» **BRANO RIPORTATO**:
———

Ho fatto tutto io! E i miei a dire che ero disbrujà ‘d la quarta!12 “Ah, non ce n’è nessuna come la mia Rosalba!” Adesso lasciamo stare... sono stata sfortunata in un modo!... ma ho fatto io per tutta la mia famiglia, per tutti...per sposarsi, per i funerali, per tutto! Va’ a sapere, erano tutti imbranati, tutti che non sapevano...
Allora vado in fabbrica per fare subito l’annodatrice come faceva la mia amica, per prendere quei quattro e venticinque al giorno. Come sono entrata, sono andata lì. Ero spigliata al trecento per quattro, eh! Dopo tre o quattro giorni, il Forinetti mi ha vista e mi ha mandato a chiamare nell’ufficio.
“Sei una ragazza che va bene. Vieni insieme a me negli uffici. Guarda qui puoi farti una carriera! Subito fai etichette!”
“Sì, ma io ho solo fatto quinta...”
“Tu non pensarci. Vedo che sei una bambina molto spigliata. Stai qui con me. Al mattino devi solo raccogliere quello che c’è: scopi... e poi stai qui con me”.
L’ho detto a mia mamma e mia mamma: “Oh!” E mio papà: “Ma lasciala fare. Ha sempre fatto lei quello che andava bene. Lascia che faccia!”
Sono andata, ma quel quattro e venticinque era sempre quattro e venticinque! Sotto aumentavano: quattro e trenta, quattro e trentacinque, quattro e quaranta. “Ah, non ci sto io qui! Io vado sotto!” Gliel’ ho detto, e lui: “Oh, ma quattro e venticinque! Non fai niente, metti solo etichette!...”

———

» **VOCI FORNITE**:
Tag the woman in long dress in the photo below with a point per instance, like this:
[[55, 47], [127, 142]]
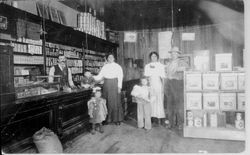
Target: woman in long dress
[[155, 71], [112, 74]]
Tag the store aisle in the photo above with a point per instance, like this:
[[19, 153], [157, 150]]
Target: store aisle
[[128, 139]]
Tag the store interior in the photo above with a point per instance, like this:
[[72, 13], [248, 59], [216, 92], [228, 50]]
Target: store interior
[[43, 116]]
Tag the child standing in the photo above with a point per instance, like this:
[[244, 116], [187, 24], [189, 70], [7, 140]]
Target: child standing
[[141, 95], [97, 110], [88, 80]]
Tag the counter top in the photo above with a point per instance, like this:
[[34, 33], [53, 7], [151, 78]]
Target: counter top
[[51, 95]]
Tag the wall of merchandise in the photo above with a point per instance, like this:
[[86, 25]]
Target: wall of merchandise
[[215, 100]]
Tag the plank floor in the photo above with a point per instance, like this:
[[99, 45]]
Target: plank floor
[[129, 139]]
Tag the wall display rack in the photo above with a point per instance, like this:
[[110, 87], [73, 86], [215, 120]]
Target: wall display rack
[[215, 113], [22, 114]]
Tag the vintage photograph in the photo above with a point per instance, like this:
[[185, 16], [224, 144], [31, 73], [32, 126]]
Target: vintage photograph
[[124, 76]]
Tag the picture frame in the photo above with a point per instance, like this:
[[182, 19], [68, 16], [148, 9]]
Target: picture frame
[[211, 101], [223, 62], [193, 101], [228, 101], [228, 81], [53, 15], [62, 18], [210, 81], [241, 81], [241, 103], [43, 10], [193, 81]]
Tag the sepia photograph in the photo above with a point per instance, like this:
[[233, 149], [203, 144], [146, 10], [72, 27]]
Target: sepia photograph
[[125, 76]]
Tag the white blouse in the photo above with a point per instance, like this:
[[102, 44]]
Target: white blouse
[[154, 69], [111, 71]]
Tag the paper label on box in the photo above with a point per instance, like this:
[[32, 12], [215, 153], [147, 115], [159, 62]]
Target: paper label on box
[[193, 101], [211, 81], [228, 81], [223, 62], [211, 101], [228, 101], [193, 81], [241, 101]]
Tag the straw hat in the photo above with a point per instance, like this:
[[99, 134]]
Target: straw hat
[[175, 49]]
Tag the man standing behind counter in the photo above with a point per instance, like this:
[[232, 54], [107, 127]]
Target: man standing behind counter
[[62, 70], [174, 89]]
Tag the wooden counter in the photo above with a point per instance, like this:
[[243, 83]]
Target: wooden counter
[[64, 113]]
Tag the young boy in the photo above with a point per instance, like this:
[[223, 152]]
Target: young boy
[[97, 110], [88, 81]]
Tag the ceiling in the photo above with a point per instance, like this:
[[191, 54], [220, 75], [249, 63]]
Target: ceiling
[[125, 15]]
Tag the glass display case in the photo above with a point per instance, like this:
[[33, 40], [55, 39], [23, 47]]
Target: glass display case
[[39, 86]]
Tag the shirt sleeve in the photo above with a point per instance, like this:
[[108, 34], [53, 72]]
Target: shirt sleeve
[[162, 71], [101, 74], [120, 76], [146, 71], [70, 78], [51, 73]]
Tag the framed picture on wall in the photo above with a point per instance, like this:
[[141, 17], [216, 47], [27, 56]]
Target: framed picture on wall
[[193, 81], [61, 16], [43, 10], [53, 15]]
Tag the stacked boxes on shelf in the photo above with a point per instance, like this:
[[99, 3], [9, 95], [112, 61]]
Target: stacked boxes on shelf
[[210, 95], [94, 61], [89, 23]]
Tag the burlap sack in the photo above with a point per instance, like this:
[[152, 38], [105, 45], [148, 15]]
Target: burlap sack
[[47, 141]]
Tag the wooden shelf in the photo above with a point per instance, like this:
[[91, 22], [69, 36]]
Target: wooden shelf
[[229, 133]]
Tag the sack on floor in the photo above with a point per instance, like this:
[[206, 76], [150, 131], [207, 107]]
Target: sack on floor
[[47, 141]]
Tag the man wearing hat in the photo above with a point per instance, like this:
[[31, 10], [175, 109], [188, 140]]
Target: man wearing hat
[[174, 89]]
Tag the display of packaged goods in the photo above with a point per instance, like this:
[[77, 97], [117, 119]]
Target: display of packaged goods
[[241, 81], [223, 62], [228, 81], [211, 101], [193, 101], [228, 101], [221, 116], [197, 122], [213, 120], [20, 59], [193, 81], [205, 119], [190, 115], [241, 101], [210, 81], [239, 122]]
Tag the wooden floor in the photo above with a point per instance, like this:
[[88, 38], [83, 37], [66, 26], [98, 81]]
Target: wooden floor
[[129, 139]]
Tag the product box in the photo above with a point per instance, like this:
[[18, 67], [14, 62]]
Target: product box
[[241, 81], [211, 101], [210, 81], [228, 101], [241, 101], [193, 101], [193, 81], [223, 62], [228, 81]]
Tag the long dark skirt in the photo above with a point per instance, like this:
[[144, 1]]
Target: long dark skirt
[[110, 93]]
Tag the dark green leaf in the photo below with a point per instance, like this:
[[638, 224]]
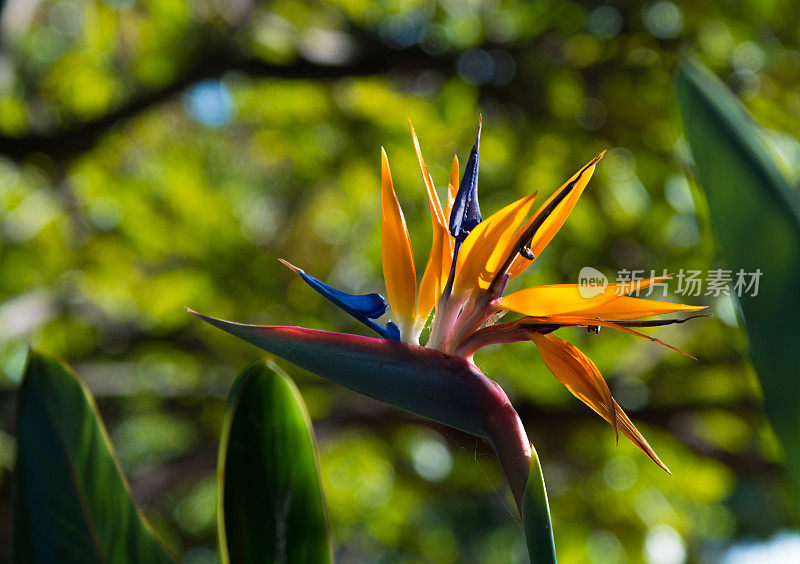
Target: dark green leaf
[[756, 217], [71, 503], [271, 507], [536, 516]]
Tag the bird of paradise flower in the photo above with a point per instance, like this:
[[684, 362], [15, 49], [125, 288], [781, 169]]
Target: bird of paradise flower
[[461, 292]]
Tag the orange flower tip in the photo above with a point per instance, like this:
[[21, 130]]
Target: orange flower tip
[[290, 266]]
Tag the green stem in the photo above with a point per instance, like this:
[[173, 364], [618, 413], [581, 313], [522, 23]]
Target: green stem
[[536, 516]]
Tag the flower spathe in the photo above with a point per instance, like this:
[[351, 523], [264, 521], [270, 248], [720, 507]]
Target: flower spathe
[[461, 294]]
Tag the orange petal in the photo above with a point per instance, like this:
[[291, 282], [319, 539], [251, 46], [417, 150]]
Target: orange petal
[[398, 258], [566, 299], [568, 320], [553, 223], [452, 188], [487, 246], [625, 307], [556, 299], [581, 377], [441, 255]]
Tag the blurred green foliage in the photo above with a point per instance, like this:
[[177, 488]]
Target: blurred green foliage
[[131, 188]]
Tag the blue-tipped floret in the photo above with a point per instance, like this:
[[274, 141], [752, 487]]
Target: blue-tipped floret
[[364, 307]]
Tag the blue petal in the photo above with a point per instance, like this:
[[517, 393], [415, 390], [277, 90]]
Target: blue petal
[[364, 307], [466, 213]]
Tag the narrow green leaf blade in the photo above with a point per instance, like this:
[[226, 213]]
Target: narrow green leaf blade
[[536, 516], [756, 217], [71, 502], [271, 507]]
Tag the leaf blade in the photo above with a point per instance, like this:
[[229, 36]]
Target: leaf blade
[[71, 502], [270, 501], [756, 218]]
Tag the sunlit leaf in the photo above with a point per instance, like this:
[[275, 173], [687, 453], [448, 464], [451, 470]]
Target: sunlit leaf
[[71, 503], [756, 217], [270, 503]]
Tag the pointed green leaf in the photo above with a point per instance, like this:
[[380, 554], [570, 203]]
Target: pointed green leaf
[[536, 516], [71, 502], [756, 217], [444, 388], [270, 503]]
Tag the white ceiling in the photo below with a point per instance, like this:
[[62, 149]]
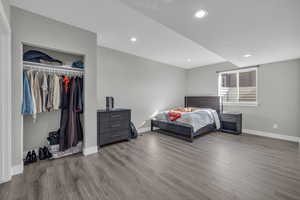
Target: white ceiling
[[267, 29], [115, 23], [167, 32]]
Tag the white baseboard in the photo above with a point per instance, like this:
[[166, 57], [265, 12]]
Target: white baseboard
[[273, 135], [17, 169], [144, 130], [90, 150], [4, 180]]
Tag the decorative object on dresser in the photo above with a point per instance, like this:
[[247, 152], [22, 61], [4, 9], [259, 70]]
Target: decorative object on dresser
[[113, 126], [231, 122]]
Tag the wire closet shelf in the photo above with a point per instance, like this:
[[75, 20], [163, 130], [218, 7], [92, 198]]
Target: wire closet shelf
[[52, 68]]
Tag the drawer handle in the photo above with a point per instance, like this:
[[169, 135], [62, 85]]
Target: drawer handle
[[115, 125], [113, 136]]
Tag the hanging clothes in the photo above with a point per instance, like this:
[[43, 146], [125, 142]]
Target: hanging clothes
[[79, 96], [64, 117], [56, 92], [27, 105], [31, 84], [44, 91], [37, 93], [50, 93], [71, 129]]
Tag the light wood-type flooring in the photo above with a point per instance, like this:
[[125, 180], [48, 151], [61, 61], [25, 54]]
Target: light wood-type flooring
[[158, 167]]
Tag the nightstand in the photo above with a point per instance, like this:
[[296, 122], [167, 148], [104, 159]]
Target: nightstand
[[231, 122]]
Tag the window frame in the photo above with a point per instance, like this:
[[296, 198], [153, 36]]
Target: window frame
[[238, 71]]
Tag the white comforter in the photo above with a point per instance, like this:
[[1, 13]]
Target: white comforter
[[198, 118]]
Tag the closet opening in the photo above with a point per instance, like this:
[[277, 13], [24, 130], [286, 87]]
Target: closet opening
[[53, 103]]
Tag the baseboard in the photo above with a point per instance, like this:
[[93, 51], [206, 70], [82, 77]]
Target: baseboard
[[144, 130], [5, 180], [17, 169], [273, 135], [90, 150]]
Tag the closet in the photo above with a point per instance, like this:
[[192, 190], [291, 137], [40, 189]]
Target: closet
[[56, 85]]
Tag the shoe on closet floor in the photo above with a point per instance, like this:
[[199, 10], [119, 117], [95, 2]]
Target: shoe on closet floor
[[34, 157], [28, 158], [47, 153], [41, 154]]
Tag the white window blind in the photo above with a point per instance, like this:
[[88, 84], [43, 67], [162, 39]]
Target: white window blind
[[238, 86]]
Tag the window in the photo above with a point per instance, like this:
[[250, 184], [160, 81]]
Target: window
[[239, 86]]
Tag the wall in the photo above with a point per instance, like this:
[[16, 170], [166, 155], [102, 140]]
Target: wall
[[40, 31], [278, 95], [6, 7], [142, 85]]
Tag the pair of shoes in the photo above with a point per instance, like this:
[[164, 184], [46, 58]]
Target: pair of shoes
[[30, 157], [44, 153]]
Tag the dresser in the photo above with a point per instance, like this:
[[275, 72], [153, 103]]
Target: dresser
[[113, 125], [231, 122]]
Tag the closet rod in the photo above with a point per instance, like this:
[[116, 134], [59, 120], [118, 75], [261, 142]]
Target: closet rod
[[45, 67]]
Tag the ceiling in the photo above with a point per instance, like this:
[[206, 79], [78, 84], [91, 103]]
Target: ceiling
[[167, 31], [269, 30], [115, 23]]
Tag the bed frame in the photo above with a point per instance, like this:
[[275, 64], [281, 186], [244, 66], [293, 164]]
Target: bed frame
[[185, 131]]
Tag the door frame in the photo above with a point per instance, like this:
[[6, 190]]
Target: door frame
[[5, 97]]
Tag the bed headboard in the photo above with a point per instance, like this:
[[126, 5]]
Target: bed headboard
[[213, 102]]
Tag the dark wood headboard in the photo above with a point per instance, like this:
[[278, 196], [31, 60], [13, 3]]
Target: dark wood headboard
[[213, 102]]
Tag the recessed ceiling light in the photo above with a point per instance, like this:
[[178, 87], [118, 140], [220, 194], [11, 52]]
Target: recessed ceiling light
[[247, 55], [201, 14], [133, 39]]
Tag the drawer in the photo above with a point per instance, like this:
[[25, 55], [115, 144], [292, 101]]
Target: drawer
[[119, 116], [108, 126], [229, 118], [116, 136], [103, 117]]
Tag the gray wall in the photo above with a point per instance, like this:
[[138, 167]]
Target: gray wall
[[5, 4], [143, 85], [278, 95], [40, 31]]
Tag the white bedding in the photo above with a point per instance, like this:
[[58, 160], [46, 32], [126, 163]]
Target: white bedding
[[198, 118]]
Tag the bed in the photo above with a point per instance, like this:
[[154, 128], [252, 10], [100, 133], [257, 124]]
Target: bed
[[186, 131]]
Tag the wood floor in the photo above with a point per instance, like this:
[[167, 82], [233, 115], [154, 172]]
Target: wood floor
[[157, 167]]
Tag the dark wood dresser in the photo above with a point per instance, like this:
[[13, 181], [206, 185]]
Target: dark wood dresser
[[231, 122], [113, 125]]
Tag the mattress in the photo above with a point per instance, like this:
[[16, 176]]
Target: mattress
[[197, 118]]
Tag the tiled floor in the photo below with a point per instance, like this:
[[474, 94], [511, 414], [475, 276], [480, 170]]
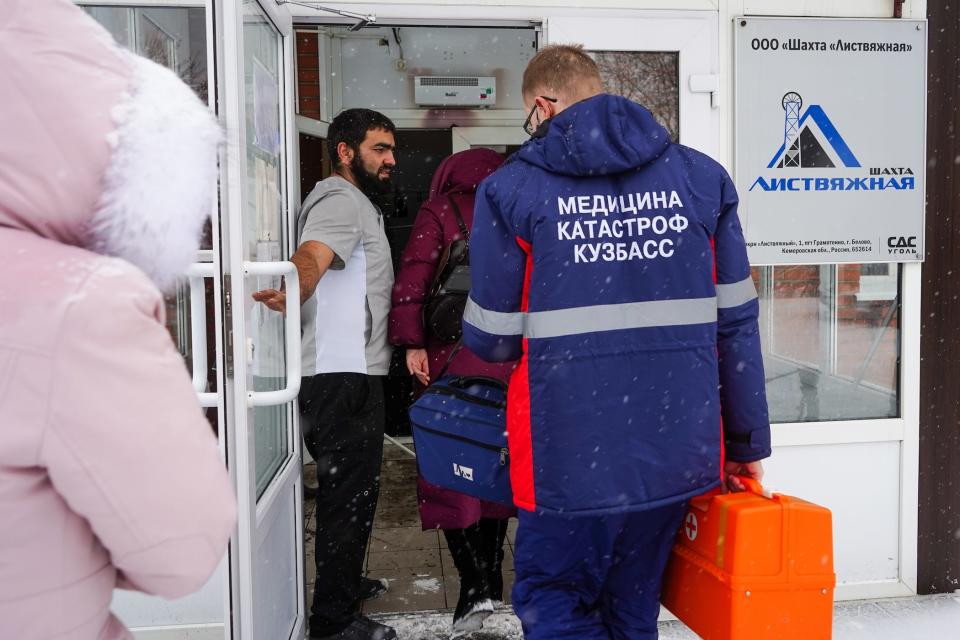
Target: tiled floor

———

» **COSA SI CHIEDE**:
#1 Per favore, elenca tutte le diverse somme di paga citate nel racconto sul lavoro in fabbrica.
#2 Prosegui il racconto sul lavoro in fabbrica a partire dal punto in cui si interrompe.
Le voci fornite non c'entrano nulla con questo lavoro.

» **RISPOSTE AI COMPITI**:
#1
- quattro e venticinque
- quattro e trenta
- quattro e trentacinque
- quattro e quaranta

#2
Ho voluto andare sotto. Ho lavorato sette o otto mesi come annodatrice e prendevo già quattro e quaranta... perché io ho lavorato sempre a cottimo! Anche dopo, in certi posti, non ero capace a lavorare a giornata! Mi hanno sempre apprezzata tutti, perché noi siamo state “allevate a cottimo”!
Poi mia sorella mi fa: “C’è un telaio vuoto vicino a me. Prova a chiedere se te lo danno. Così ti guardo, perché sai, neh, la prima volta che fai girare un telaio...” Me l’hanno dato subito. Sono stata una settimana con mia sorella che mi guardava. E poi, cara mia, ho lavorato, lavorato. Io volevo arrivare ai mille, sai13. La macchinetta. Mi hanno messa in un telaio più alto. Quelli di prima li chiamavano i barachët14, perché andavano piano: tac, tac. Invece gli altri giravano forte.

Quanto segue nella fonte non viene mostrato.